(RECORDS TO USE):
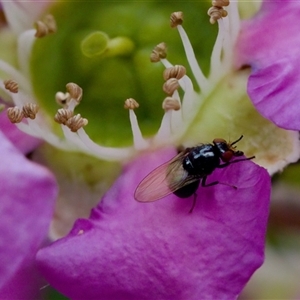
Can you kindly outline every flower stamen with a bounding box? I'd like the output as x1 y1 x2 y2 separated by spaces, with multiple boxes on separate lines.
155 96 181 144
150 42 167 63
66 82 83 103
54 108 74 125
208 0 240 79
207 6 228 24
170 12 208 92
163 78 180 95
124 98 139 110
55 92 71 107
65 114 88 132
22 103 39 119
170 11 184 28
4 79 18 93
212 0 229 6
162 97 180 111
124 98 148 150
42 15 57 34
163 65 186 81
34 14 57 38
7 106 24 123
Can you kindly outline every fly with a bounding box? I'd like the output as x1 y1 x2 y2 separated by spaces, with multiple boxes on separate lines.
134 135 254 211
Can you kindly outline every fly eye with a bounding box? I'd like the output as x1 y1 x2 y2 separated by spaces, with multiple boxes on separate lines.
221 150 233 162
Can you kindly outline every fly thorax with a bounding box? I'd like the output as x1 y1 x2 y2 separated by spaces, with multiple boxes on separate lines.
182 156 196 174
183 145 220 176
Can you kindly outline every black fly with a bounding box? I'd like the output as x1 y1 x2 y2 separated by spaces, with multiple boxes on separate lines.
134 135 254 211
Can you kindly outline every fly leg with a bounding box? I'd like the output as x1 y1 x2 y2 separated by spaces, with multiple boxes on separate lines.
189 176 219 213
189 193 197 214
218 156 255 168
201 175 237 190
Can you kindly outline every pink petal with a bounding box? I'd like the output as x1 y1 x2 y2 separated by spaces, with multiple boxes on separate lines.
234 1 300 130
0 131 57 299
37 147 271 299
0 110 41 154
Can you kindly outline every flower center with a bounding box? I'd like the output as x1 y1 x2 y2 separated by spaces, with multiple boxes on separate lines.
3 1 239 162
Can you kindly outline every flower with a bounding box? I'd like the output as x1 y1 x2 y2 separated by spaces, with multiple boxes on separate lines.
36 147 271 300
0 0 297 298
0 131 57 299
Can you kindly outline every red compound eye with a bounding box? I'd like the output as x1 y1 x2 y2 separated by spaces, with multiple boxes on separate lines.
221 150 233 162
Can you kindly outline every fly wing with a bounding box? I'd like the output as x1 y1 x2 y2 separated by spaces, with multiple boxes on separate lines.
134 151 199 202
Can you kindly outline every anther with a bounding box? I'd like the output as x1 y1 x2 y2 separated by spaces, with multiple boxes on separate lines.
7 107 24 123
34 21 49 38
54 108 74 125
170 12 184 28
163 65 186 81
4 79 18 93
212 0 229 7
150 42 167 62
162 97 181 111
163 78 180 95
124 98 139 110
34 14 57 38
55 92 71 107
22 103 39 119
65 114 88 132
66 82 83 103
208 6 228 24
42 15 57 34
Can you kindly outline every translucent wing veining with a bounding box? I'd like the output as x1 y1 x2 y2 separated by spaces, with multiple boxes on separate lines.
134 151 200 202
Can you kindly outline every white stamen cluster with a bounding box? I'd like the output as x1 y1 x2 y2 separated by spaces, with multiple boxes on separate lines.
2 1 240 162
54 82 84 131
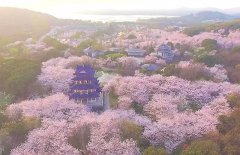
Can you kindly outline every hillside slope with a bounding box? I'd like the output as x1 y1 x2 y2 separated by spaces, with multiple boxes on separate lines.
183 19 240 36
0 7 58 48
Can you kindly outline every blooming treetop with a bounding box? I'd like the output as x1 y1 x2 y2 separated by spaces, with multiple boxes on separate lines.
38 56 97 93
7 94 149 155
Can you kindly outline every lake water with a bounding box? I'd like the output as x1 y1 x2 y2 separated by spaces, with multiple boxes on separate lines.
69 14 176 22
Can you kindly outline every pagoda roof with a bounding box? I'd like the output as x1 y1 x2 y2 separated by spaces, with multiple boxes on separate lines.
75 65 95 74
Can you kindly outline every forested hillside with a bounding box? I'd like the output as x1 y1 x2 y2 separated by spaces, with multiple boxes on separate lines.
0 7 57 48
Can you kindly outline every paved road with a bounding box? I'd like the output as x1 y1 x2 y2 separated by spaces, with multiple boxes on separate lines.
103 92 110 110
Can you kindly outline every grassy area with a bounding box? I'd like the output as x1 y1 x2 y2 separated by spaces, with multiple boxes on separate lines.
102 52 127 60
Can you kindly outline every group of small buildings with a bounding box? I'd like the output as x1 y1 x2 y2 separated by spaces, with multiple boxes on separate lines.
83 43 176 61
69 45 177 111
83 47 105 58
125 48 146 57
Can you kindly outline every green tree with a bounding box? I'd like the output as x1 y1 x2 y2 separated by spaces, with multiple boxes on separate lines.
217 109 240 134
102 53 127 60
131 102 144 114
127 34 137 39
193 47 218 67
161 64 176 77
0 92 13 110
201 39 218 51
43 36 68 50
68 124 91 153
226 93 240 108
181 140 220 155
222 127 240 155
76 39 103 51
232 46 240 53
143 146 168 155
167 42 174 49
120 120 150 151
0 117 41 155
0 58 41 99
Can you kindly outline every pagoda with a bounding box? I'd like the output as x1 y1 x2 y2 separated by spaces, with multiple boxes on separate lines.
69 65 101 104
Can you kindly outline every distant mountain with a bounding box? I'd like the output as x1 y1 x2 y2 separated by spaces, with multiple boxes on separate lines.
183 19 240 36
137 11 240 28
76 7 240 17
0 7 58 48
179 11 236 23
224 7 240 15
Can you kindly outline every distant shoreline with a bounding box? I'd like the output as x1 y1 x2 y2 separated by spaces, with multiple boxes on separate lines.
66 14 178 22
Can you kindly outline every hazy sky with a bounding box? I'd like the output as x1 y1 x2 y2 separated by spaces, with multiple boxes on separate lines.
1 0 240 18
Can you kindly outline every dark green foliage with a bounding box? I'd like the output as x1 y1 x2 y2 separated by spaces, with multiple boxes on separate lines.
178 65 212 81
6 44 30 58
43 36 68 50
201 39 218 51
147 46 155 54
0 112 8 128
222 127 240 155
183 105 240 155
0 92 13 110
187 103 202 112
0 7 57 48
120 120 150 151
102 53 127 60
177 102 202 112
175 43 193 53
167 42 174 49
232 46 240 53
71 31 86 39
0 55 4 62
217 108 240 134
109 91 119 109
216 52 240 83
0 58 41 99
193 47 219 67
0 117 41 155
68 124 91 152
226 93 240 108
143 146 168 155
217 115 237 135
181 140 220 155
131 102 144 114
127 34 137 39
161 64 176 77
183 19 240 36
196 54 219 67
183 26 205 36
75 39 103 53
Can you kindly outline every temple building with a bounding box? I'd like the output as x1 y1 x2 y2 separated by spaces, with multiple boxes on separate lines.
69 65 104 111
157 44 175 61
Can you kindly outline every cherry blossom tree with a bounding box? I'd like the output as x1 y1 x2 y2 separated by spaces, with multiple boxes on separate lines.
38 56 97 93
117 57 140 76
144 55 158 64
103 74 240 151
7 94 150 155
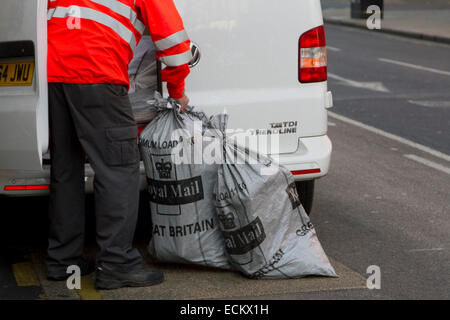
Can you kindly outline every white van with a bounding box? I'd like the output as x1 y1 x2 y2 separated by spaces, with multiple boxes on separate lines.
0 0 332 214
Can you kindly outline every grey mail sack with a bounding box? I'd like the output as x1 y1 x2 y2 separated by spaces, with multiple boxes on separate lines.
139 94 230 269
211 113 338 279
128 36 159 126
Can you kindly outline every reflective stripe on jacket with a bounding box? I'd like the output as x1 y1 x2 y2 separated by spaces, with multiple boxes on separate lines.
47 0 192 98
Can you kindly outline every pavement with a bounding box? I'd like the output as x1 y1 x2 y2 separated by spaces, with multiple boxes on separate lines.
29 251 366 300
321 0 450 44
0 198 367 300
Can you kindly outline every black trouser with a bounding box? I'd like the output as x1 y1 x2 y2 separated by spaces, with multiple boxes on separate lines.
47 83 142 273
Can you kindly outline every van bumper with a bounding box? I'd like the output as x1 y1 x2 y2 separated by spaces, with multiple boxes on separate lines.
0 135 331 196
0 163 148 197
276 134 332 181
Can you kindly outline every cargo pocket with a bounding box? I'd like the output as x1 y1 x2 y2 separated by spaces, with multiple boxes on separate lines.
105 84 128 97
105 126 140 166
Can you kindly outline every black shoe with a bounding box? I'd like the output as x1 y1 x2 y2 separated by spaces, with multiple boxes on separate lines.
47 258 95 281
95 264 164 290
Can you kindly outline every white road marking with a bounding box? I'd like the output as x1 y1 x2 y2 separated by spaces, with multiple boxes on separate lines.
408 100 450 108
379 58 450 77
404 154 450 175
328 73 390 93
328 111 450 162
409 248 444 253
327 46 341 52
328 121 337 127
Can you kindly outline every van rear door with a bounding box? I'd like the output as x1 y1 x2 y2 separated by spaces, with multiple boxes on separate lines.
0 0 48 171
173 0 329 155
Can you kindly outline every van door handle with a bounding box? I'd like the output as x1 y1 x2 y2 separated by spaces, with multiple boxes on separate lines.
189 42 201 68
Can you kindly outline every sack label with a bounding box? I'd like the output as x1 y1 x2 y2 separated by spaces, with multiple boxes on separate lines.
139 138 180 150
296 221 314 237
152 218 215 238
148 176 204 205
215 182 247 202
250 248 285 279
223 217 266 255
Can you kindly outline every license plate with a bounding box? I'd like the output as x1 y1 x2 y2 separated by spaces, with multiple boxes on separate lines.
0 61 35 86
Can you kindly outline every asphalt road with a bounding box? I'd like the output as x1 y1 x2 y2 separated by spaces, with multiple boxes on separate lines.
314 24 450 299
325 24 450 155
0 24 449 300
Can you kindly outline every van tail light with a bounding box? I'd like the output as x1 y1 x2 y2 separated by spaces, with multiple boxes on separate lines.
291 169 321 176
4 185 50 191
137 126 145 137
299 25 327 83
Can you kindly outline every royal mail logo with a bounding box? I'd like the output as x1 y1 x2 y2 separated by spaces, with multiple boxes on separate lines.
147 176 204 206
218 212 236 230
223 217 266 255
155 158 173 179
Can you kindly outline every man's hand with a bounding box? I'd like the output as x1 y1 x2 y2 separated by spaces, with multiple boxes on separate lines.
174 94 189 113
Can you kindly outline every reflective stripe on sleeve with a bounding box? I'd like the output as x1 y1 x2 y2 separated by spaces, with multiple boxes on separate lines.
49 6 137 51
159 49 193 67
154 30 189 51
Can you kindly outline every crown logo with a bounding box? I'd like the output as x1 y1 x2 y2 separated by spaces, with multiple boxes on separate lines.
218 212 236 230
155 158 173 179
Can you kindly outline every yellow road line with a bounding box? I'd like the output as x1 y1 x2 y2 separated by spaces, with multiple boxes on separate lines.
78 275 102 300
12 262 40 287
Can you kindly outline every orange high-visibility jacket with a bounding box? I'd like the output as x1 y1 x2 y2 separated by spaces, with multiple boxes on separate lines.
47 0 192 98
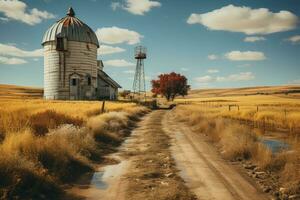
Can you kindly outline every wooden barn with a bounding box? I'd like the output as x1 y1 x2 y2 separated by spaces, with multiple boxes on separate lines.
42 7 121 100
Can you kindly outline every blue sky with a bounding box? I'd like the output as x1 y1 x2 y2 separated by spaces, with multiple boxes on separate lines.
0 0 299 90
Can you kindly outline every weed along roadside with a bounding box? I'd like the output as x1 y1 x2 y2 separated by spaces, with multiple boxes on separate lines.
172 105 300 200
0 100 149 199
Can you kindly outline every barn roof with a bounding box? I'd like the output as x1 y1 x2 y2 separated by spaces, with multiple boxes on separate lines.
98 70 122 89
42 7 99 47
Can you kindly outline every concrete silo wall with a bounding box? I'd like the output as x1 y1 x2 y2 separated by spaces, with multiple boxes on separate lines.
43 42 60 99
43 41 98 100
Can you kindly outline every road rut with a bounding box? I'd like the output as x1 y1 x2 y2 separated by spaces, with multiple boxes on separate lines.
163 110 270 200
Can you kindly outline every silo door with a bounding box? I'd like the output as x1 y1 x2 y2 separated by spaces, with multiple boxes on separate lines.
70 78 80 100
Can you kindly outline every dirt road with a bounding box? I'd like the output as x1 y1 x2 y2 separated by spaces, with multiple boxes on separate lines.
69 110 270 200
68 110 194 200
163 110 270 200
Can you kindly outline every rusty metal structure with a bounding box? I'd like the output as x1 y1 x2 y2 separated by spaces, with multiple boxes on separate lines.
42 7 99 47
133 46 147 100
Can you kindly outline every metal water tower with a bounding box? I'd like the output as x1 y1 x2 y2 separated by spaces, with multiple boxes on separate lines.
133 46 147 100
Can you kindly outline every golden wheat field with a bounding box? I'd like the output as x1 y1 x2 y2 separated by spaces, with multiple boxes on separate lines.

(REQUIREMENT): Reproduce exactly the line that holds "Can you kindly outline every dirt", then every line after it, ending with the final line of the records above.

(EXERCISE ANSWER):
Can you kindly outline every dirt road with a bounding box? I'd like the output as x1 y1 x2 y2 separated by spaces, with multiple boxes on separate lines.
69 110 270 200
68 110 194 200
163 110 270 200
Can you kindly outline every rusty metal structure with a bounding box? I'd like the output as x1 y1 x2 y2 separated by spaces, with multiple boxes on separate lines.
42 7 99 47
133 46 147 100
Can you kindly outline every metal water tower with a bounding box? I'd like the output as x1 y1 x2 y2 separated by spaces, with multiple boxes on separate lines.
133 46 147 100
Can you kindly outline every golden wheat field with a bounding box? I'd like the output as x1 y1 x2 y2 separated by spaces, with multiple boxes on separate lines.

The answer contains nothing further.